CROCKETT: Expansion ain’t no excuse for persecuting a whole part of our people just because their skins is red and they're uneducated to our ways…

Crockett’s principled stand cost him reelection in 1831. Crockett said in his memoir that despite the political cost, he didn’t regret his stand against what he considered a “wicked, unjust measure.” He wrote, “my conscience yet tells me that I gave a good honest vote, and one that I believe will not make me ashamed in the day of judgement.”

Moving now from the “greenest state in the land of the free” to the subarctic of Canada’s Yukon Territory.


It’s been 125 years since three prospectors found gold in a tributary of the Klondike River, near the border with Alaska.

That discovery came on August 16, 1896. Gold fever prompted tens of thousands to board boats and sail north from Seattle. It was so remote, there were no supplies on site, and no horses. Quebec’s McCord Museum highlighted how remote the gold-rich land was.

DOCUMENTARY: Because communications were so slow between the Klondike and what residents called “the outside,” it was not until the spring of 1897 that the world learned of the discovery.

Once word did begin to spread—nearly a year after those prospectors struck gold—the frenzy began. Over three years, 100,000 headed to Klondike, most arriving at the makeshift port of Skagway, then heading the rest of the way—about 350 miles, depending on the trail. The trip to the gold fields sent dreamers over treacherous terrain—and it took three months.

Disease, hypothermia, malnutrition, and avalanches thinned the herd; only about 30,000 actually made it. The Klondike Gold Rush yielded 75 tons of gold equal to about $1 billion by today’s standards. Most left empty handed, but others became wildly wealthy. In the summer of 1899, prospectors discovered gold on the beaches of Nome, Alaska, drawing thousands of gold bugs away from the Klondike.

And from stocking up on gold to abandoning it.

August 15th marks 50 years since President Richard Nixon completed the United States’ break from the gold standard by ending foreign investors’ ability to convert dollars to gold in 1971.

NIXON: We must protect the position of the American dollar as a pillar of monetary stability around the world...

The United States had been on the gold standard since 1879. Under that standard, the U.S. dollar correlated to a certain amount of actual gold.

The gold standard had been on its way out for decades. In the 1930s, the U.S. government under President Franklin Delano Roosevelt stopped redeeming federal reserve notes—that is, dollar bills—for gold coins.

▶ Data shown
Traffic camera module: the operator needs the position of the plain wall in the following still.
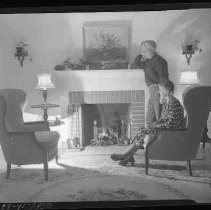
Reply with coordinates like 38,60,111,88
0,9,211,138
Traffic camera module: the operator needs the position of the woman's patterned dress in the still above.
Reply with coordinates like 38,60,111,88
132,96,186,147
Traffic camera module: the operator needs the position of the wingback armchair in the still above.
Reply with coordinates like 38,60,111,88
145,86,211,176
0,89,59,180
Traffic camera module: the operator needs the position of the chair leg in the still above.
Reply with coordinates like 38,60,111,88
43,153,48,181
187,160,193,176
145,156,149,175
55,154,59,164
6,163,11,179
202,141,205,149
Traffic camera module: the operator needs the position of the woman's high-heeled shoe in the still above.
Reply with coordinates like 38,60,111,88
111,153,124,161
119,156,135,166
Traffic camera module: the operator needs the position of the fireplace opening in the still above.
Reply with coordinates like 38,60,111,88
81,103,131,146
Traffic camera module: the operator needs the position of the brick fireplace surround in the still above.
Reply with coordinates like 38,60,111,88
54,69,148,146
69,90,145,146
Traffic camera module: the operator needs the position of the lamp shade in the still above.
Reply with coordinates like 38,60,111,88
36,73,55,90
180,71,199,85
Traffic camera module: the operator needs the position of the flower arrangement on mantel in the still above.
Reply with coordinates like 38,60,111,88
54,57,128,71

--

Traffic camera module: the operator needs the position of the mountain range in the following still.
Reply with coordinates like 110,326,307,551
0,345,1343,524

* * *

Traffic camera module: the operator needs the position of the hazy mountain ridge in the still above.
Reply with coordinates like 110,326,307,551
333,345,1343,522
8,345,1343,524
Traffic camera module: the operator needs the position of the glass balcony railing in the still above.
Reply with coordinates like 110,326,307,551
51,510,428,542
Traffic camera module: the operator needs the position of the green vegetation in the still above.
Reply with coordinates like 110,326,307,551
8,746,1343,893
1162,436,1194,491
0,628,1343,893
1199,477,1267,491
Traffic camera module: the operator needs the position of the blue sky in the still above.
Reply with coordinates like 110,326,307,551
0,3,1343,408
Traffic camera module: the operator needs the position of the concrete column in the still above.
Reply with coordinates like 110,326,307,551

▶ Work to be completed
Can you return the passage of the history excerpt from "That discovery came" up to and including "of the discovery.", word for word?

▶ Response below
That discovery came on August 16, 1896. Gold fever prompted tens of thousands to board boats and sail north from Seattle. It was so remote, there were no supplies on site, and no horses. Quebec’s McCord Museum highlighted how remote the gold-rich land was.

DOCUMENTARY: Because communications were so slow between the Klondike and what residents called “the outside,” it was not until the spring of 1897 that the world learned of the discovery.